Pointing records for named objects:
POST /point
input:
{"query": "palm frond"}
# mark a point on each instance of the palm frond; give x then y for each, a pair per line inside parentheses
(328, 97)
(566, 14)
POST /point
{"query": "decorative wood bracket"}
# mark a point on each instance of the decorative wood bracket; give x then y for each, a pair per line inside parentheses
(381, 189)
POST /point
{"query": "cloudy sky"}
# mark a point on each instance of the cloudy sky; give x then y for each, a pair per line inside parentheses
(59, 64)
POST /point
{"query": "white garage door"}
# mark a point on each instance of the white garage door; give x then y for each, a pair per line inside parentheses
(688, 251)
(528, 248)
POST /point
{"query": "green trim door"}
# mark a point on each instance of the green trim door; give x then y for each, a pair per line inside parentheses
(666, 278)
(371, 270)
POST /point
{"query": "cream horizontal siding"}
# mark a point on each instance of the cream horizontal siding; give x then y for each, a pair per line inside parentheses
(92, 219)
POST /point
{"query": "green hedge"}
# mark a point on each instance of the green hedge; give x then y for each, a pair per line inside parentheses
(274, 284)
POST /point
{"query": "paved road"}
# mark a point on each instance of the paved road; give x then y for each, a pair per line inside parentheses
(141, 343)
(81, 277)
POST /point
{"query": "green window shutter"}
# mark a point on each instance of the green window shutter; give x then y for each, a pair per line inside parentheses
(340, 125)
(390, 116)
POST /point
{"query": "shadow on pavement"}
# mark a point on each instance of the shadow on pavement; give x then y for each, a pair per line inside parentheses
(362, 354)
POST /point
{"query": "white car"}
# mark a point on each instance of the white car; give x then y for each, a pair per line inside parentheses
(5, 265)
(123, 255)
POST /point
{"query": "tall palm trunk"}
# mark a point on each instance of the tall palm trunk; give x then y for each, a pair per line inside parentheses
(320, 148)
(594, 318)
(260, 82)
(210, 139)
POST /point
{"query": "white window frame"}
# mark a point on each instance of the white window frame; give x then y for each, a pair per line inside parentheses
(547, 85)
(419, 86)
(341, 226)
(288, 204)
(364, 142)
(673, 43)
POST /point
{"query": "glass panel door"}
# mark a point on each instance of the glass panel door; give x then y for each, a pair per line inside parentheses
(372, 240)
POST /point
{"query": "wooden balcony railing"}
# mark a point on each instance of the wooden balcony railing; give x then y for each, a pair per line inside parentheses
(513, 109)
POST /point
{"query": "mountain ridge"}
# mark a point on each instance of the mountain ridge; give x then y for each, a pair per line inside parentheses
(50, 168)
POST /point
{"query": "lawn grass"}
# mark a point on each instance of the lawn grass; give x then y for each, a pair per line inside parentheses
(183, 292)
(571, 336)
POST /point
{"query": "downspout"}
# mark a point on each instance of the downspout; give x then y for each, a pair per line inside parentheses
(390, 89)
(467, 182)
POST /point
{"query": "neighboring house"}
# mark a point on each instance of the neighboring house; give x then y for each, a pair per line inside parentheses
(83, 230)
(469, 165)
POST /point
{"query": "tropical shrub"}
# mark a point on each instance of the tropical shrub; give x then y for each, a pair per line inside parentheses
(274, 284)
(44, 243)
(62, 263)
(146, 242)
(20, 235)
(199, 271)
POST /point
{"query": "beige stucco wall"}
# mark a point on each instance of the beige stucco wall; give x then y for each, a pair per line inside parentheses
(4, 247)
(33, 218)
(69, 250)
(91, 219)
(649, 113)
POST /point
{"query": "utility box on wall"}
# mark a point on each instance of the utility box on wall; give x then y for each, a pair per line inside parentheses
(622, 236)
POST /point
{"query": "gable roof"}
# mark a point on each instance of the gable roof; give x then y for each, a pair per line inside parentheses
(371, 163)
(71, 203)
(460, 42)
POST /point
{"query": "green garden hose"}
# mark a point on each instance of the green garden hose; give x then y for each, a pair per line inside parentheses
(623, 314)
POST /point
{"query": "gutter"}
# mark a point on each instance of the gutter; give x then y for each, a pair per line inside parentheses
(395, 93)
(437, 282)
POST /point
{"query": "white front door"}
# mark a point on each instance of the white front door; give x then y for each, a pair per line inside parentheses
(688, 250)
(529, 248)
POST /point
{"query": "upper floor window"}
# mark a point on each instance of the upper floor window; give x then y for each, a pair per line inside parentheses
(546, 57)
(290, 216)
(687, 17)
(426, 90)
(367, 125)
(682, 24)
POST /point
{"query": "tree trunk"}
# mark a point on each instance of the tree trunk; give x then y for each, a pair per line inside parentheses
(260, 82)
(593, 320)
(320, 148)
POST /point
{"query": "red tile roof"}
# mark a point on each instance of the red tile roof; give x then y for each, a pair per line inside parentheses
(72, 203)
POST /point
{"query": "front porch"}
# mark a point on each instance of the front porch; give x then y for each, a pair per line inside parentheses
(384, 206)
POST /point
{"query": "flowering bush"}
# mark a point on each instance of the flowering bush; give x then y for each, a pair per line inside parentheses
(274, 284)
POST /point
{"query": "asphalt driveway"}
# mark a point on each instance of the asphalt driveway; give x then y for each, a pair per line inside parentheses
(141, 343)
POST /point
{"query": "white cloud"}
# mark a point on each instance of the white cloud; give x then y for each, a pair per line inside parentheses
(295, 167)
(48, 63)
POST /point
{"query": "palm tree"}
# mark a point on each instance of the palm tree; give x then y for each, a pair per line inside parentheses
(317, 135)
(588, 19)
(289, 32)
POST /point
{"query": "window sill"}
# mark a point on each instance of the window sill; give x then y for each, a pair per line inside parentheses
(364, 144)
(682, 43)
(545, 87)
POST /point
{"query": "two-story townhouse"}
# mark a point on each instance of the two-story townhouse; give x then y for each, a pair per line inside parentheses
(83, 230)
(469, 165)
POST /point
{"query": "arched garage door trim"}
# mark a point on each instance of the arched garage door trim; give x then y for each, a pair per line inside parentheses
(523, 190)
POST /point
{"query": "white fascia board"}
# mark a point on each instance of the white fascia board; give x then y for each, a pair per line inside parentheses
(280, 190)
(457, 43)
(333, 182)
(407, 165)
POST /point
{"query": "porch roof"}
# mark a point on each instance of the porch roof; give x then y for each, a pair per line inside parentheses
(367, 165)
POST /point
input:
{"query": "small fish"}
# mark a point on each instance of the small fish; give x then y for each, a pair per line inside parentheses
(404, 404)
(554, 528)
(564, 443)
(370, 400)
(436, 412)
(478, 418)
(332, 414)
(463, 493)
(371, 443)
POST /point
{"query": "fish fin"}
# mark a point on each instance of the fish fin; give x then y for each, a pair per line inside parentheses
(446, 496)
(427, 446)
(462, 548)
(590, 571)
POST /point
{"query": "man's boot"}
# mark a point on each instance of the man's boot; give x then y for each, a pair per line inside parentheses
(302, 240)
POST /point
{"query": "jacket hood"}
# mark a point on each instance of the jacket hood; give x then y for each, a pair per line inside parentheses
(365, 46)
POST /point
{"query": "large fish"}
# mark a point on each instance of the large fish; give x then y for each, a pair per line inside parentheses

◆ Exercise prompt: How many of the lines in the records contain the word "floor"? Reply with the number only.

◆ Exercise result: 2